◆ **Written task**: Copy out each of the following lines word for word.

◆ **Records to process**:
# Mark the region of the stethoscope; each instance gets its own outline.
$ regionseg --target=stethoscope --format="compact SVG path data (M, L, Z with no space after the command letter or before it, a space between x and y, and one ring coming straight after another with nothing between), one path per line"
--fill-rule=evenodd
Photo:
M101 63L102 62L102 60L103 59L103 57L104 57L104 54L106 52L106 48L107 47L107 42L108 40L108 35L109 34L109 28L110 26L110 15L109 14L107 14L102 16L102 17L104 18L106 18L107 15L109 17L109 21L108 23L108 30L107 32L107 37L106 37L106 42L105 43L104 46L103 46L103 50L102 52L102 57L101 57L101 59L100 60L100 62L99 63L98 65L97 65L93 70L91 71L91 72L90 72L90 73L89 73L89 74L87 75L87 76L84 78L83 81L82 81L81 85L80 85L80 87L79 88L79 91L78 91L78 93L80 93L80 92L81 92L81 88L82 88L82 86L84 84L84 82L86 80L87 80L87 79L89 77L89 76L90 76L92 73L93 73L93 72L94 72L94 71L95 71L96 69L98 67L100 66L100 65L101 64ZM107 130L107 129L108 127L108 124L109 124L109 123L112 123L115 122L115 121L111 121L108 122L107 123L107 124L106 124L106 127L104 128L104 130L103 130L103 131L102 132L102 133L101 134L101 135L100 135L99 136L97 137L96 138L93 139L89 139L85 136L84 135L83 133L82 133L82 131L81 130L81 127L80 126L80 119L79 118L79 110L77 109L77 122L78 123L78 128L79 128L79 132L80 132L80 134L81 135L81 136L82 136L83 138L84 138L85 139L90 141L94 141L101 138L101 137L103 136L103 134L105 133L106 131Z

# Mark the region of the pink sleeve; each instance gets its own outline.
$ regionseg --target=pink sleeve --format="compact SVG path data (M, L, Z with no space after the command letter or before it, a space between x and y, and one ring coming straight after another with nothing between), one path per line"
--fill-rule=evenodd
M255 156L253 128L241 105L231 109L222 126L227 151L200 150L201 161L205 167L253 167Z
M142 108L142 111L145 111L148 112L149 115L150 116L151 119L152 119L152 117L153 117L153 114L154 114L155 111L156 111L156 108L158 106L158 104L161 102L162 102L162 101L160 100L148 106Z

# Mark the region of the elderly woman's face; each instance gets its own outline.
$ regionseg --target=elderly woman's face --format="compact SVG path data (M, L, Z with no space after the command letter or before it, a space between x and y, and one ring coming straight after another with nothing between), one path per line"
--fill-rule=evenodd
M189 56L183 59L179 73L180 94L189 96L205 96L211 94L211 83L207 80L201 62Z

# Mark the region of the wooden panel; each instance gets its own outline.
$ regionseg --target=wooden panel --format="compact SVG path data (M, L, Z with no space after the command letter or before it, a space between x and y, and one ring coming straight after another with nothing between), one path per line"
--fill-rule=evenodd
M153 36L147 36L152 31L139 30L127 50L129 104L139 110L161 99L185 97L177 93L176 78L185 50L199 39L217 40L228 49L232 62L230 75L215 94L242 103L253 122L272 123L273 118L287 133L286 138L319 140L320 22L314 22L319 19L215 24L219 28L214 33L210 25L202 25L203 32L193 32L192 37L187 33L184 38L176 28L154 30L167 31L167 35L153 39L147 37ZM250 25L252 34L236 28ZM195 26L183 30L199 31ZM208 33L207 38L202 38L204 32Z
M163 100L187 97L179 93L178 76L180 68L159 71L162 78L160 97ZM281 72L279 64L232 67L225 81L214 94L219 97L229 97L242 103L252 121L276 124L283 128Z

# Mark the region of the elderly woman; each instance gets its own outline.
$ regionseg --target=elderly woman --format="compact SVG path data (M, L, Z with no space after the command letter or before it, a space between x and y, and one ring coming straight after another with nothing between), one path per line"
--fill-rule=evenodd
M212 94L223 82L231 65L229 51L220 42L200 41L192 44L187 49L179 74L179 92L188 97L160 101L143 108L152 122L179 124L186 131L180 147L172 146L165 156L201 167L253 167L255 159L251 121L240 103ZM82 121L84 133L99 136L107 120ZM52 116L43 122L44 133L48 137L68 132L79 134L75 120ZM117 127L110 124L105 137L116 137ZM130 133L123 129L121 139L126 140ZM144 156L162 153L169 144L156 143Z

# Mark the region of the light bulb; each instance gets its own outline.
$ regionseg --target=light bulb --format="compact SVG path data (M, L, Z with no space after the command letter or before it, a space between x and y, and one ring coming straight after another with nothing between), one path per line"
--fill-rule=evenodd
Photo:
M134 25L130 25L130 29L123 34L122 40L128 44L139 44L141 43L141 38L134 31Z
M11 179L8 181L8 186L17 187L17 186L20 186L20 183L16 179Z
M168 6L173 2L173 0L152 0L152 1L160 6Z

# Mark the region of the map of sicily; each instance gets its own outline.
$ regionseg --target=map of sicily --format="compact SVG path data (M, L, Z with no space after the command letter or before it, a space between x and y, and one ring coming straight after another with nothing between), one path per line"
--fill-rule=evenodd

◆ **Task solution**:
# Mark the region of the stethoscope; each instance gets its own outline.
$ regionseg --target=stethoscope --format="compact SVG path data (M, L, Z with no space after the command letter or before it, a space between x and y, and one ring coming straight after another with nothing between), one path per line"
--fill-rule=evenodd
Photo:
M101 63L102 62L102 60L103 59L103 57L104 57L104 54L106 52L106 48L107 47L107 42L108 40L108 35L109 34L109 28L110 26L110 15L109 14L107 14L102 16L102 17L104 18L106 18L107 15L109 17L109 21L108 23L108 30L107 32L107 37L106 37L106 42L105 43L104 46L103 46L103 50L102 52L102 57L101 57L101 59L100 60L100 62L99 63L98 65L97 65L93 70L91 71L91 72L90 72L90 73L89 73L89 74L87 75L87 76L84 78L83 81L82 81L81 85L80 85L80 87L79 88L79 91L78 91L78 93L80 93L80 92L81 92L81 88L82 88L82 86L84 84L84 82L86 80L87 80L87 79L89 77L89 76L90 76L92 73L93 73L93 72L94 72L94 71L95 71L96 69L98 67L100 66L100 65L101 64ZM107 130L107 129L108 127L108 124L109 124L109 123L112 123L115 122L115 121L111 121L108 122L107 123L107 124L106 124L106 127L104 128L104 130L103 130L103 131L102 132L102 133L101 134L101 135L100 135L99 136L97 137L96 138L93 139L89 139L85 136L84 135L83 133L82 133L82 131L81 130L81 127L80 126L80 119L79 118L79 110L77 109L77 122L78 123L78 128L79 128L79 132L80 132L80 134L81 135L81 136L82 136L83 138L84 138L85 139L90 141L94 141L101 138L101 137L103 136L103 134L105 133L106 131Z

# Mark the region of the pink sleeve; each instance gets its own outline.
$ regionseg --target=pink sleeve --format="compact SVG path data (M, L, Z with no space after the command letter or before it, a space between x and y, and one ring coming straight after another with nothing between), one path per line"
--fill-rule=evenodd
M255 156L253 128L241 105L231 109L222 126L227 151L200 150L201 161L205 167L253 167Z
M142 108L142 111L145 111L148 112L149 115L150 116L151 119L152 119L152 117L153 117L153 114L154 114L155 111L156 111L156 108L158 106L158 104L161 102L162 102L162 101L160 100L148 106Z

# Mark the region of the elderly woman's face; each instance gets its own outline.
$ regionseg --target=elderly woman's face --format="compact SVG path data (M, L, Z with no space after the command letter or before it, a space between x and y, and one ring coming straight after another with nothing between), one path per line"
--fill-rule=evenodd
M189 56L183 59L179 73L180 94L189 96L205 96L211 94L211 83L207 80L201 62Z

# Mark the region of the wooden panel; each instance gets its own outline.
$ regionseg --target=wooden panel --format="compact SVG path data (M, L, Z with no space after the command letter or before it, a space between x and y, and one ring coming straight after another with nothing between), one path per line"
--fill-rule=evenodd
M153 36L147 36L152 31L139 30L127 50L129 104L139 110L161 99L185 97L177 93L176 78L185 50L199 39L217 40L228 49L232 62L230 75L215 94L242 103L253 122L272 123L273 118L287 133L286 138L319 140L320 22L314 22L319 19L215 24L219 28L214 33L210 25L202 25L203 32L193 32L192 37L187 33L184 38L176 28L154 30L167 31L167 35L153 39L147 37ZM250 25L252 34L236 28ZM195 26L183 30L199 31ZM208 33L207 38L202 38L204 32Z
M163 100L187 97L179 93L178 76L180 68L159 71L162 78L160 97ZM281 72L279 64L232 67L225 81L214 94L219 97L229 97L242 103L252 121L276 124L283 128Z

# Mark the region of the elderly woman; each instance gets its own outline.
$ regionseg --target=elderly woman --format="compact SVG path data (M, L, Z with no space after the command letter or before it, a space between x and y, and one ring coming straight after another with nothing between), one path per line"
--fill-rule=evenodd
M212 94L223 82L231 65L229 51L220 42L200 41L192 44L187 49L179 74L179 92L188 97L160 101L143 108L152 122L179 124L186 131L180 147L172 146L165 156L201 167L253 167L255 159L251 121L240 103ZM82 121L84 133L99 136L107 120ZM52 116L43 122L44 133L48 137L68 132L79 134L75 120ZM117 127L110 124L105 137L116 137ZM130 133L123 129L121 139L126 140ZM144 156L162 153L169 144L156 143Z

# Mark the region of the light bulb; each instance gets its own outline.
$ regionseg --target=light bulb --format="compact SVG path data (M, L, Z with no space after the command letter or before it, a space between x and y, and one ring coming straight after another with nothing between), one path per line"
--fill-rule=evenodd
Photo:
M134 25L130 25L130 29L123 34L122 40L128 44L139 44L141 43L141 38L134 31Z
M11 179L8 181L8 186L17 187L17 186L20 186L20 183L16 179Z
M168 6L173 2L173 0L152 0L152 1L160 6Z

# Mark the region of the map of sicily; each instance gets its own outline.
$ regionseg --target=map of sicily --format="compact SVG path data (M, L, Z with no space after the command letter or before it, a space between x and y, and one ring coming straight after another with nothing between), one path per line"
--fill-rule=evenodd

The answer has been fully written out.